Written exercise
Copy the lines below word for word, changing nothing.

==*==

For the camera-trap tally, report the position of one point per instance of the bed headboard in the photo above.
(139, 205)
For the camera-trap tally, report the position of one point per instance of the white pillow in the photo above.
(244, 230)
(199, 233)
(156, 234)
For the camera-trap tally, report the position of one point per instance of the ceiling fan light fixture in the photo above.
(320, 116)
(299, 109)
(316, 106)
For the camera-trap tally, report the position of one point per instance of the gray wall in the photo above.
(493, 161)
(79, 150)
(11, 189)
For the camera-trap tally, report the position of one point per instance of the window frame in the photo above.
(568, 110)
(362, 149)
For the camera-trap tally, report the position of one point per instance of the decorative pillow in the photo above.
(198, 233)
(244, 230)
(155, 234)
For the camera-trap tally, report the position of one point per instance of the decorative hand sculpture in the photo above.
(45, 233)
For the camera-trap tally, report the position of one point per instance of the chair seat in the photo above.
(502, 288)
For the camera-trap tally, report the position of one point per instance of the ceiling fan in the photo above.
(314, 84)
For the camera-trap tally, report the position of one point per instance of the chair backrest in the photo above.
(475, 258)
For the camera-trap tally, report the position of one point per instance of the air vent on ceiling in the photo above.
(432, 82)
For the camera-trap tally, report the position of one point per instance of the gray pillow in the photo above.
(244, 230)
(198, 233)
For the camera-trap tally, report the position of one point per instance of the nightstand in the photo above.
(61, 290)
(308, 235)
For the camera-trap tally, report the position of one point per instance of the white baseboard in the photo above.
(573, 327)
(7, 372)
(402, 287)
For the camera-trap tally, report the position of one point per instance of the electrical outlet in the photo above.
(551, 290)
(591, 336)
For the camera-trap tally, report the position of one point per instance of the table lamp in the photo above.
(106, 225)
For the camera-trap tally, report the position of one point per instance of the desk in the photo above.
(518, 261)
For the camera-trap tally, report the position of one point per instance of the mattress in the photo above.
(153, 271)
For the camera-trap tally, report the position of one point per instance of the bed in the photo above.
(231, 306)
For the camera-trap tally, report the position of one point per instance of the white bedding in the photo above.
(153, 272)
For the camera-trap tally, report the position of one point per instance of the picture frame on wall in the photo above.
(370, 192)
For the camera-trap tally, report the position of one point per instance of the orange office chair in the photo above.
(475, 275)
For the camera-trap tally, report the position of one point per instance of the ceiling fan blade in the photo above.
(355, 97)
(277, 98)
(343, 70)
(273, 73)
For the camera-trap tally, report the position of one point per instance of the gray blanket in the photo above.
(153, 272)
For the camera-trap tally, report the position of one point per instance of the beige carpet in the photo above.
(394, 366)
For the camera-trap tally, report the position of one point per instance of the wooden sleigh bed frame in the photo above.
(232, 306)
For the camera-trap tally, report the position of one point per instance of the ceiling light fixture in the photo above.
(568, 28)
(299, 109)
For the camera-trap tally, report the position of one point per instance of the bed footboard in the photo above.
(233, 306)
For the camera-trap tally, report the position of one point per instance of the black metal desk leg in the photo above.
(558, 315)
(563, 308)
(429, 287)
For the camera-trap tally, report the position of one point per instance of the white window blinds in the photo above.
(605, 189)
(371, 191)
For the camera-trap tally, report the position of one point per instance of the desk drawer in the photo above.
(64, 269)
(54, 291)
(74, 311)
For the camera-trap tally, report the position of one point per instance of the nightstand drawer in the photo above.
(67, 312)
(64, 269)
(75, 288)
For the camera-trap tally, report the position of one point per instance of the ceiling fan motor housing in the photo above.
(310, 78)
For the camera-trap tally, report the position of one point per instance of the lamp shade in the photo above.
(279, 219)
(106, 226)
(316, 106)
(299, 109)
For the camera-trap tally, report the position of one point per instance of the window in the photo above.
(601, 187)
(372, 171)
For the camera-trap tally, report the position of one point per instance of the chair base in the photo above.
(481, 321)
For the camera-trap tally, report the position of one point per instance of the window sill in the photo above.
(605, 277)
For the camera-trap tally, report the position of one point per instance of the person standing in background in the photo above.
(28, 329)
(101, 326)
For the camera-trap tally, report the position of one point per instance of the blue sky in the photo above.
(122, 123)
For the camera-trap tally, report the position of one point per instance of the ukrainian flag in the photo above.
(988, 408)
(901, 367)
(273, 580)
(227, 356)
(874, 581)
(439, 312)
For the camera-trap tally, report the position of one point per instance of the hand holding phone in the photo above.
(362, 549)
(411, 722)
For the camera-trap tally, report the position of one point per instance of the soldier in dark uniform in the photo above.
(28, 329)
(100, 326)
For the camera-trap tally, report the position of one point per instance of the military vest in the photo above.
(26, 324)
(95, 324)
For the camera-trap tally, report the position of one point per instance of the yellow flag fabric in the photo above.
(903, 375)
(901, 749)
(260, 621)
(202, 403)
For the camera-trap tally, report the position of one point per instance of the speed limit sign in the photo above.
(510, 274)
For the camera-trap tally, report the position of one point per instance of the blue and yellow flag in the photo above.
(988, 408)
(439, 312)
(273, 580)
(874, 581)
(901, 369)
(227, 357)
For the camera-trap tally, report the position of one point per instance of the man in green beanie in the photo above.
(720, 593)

==*==

Answer below
For the camera-trap tally, report the position of one point per instance of the bed headboard in the photo above.
(139, 205)
For the camera-trap tally, report the position of one point per instance of the white pillow in the photo above.
(244, 230)
(199, 233)
(156, 234)
For the camera-trap tally, report the position of one point per instance of the ceiling fan light fixture in the photo above.
(320, 116)
(299, 109)
(316, 106)
For the camera-trap tally, report the position of one point per instance of the gray wall in the photo above.
(493, 161)
(79, 150)
(11, 189)
For the camera-trap tally, report the position of one point per instance of the window frame in the photo above.
(568, 110)
(362, 149)
For the camera-trap tally, report the position of one point per instance of the decorative pillow in the photo above.
(198, 233)
(244, 230)
(155, 234)
For the camera-trap tally, report the position of one point per instance of the decorative hand sculpture in the photo above.
(45, 233)
For the camera-trap tally, report the position of one point per instance of the chair seat in the photo above.
(502, 288)
For the camera-trap tally, report the position of one point per instance of the ceiling fan in the photo above.
(314, 84)
For the camera-trap tally, report the position of one point per instance of the chair backrest in the photo above.
(475, 258)
For the camera-trap tally, report the position of one point per instance of the air vent on ceiling in the photo above.
(432, 82)
For the camera-trap tally, report the position of one point per instance of the gray pillow in the photo above.
(244, 230)
(198, 233)
For the camera-trap tally, report the position of one point per instance of the nightstand in the photo above.
(61, 290)
(308, 235)
For the camera-trap tally, report the position of one point per instance of the white baseboard in the photo above.
(573, 327)
(7, 372)
(402, 287)
For the camera-trap tally, report the position of one point per instance of the electrical outlet in the photo above.
(551, 290)
(591, 336)
For the camera-trap tally, report the position of one point per instance of the table lamp in the photo above.
(106, 225)
For the camera-trap tally, report the position of one point per instance of the desk in the photo above.
(518, 261)
For the camera-trap tally, report the position of one point per instance of the mattress in the photo above.
(153, 271)
For the camera-trap tally, report the position of one point per instance of the bed in the photo above.
(231, 306)
For the camera-trap tally, report the position of one point per instance of the white bedding in the photo above.
(153, 272)
For the camera-trap tally, report the position of one point per instance of the picture frame on wall in the photo above.
(370, 192)
For the camera-trap tally, report the position of one point per instance of the orange office chair in the photo above.
(475, 275)
For the camera-trap tally, report the position of one point per instance of the ceiling fan blade in the photo above.
(355, 97)
(277, 98)
(343, 70)
(273, 73)
For the camera-trap tally, report the position of one point per instance of the gray blanket in the photo above.
(153, 272)
For the camera-trap tally, report the position of one point per instance of the beige carpet in the photo above.
(394, 366)
For the camera-trap tally, report the position of one point per instance of the wooden sleigh bed frame in the photo above.
(232, 306)
For the camera-trap tally, report the position of one point per instance of the ceiling light fixture in the photo above.
(568, 28)
(299, 109)
For the camera-trap tally, report the position of one point per instance of the bed footboard in the photo above.
(233, 306)
For the camera-trap tally, report the position of one point per instance of the black metal desk leg in the photo above.
(558, 315)
(563, 308)
(429, 287)
For the camera-trap tally, report the position of one point per instance of the white window blinds in the photo above.
(605, 189)
(371, 191)
For the camera-trap tally, report the position of one point per instance of the desk drawer in the photo above.
(64, 269)
(54, 291)
(74, 311)
For the camera-trap tally, report the position of one point per instance of the nightstand drawer in the photo above.
(67, 312)
(64, 269)
(75, 288)
For the camera-trap tally, report the position of one point per instance of the ceiling fan motor housing in the photo above.
(310, 78)
For the camera-trap tally, report the position of one point per instance of the lamp shade in the photo above.
(279, 219)
(106, 226)
(316, 106)
(299, 109)
For the camera-trap tally, report the position of one point per instance of the window in the photo above.
(601, 187)
(372, 171)
For the camera-trap tally, report the position of one point per instance of the chair base in the photo above.
(481, 321)
For the camera-trap tally, report the position of one point per instance of the window sill in the photo above.
(605, 277)
For the camera-trap tally, report the position of one point per instance of the person standing in background in the photo above.
(28, 329)
(101, 326)
For the camera-trap tally, report the position of one point per instance of the blue sky in the photo above.
(122, 123)
For the camera-trap tally, report the position of one point per instance of the ukrainian flag in the photo above.
(988, 408)
(901, 367)
(273, 580)
(227, 356)
(874, 581)
(439, 312)
For the camera-trap tally, report the position of one point per instance of the hand holding phone in the photo above.
(362, 549)
(411, 722)
For the camera-trap tally, report the position of one point per instance of the soldier in dark uniform in the photo above.
(28, 329)
(100, 326)
For the camera-trap tally, report the position of one point per instance of the military vest in the photo above.
(26, 324)
(95, 324)
For the camera-trap tally, report the position of one point per instance of the yellow flag fabric in the photo above.
(903, 375)
(901, 749)
(260, 621)
(202, 403)
For the camera-trap tally, report the position of one point per instance of the speed limit sign in the photo above.
(510, 274)
For the camera-trap tally, report the position of one point per instance of the blue and yellow flag in the photo above.
(988, 408)
(439, 312)
(273, 580)
(874, 581)
(901, 369)
(227, 357)
For the camera-trap tally, report the position of one point per instance of the man in green beanie in the photo above.
(720, 593)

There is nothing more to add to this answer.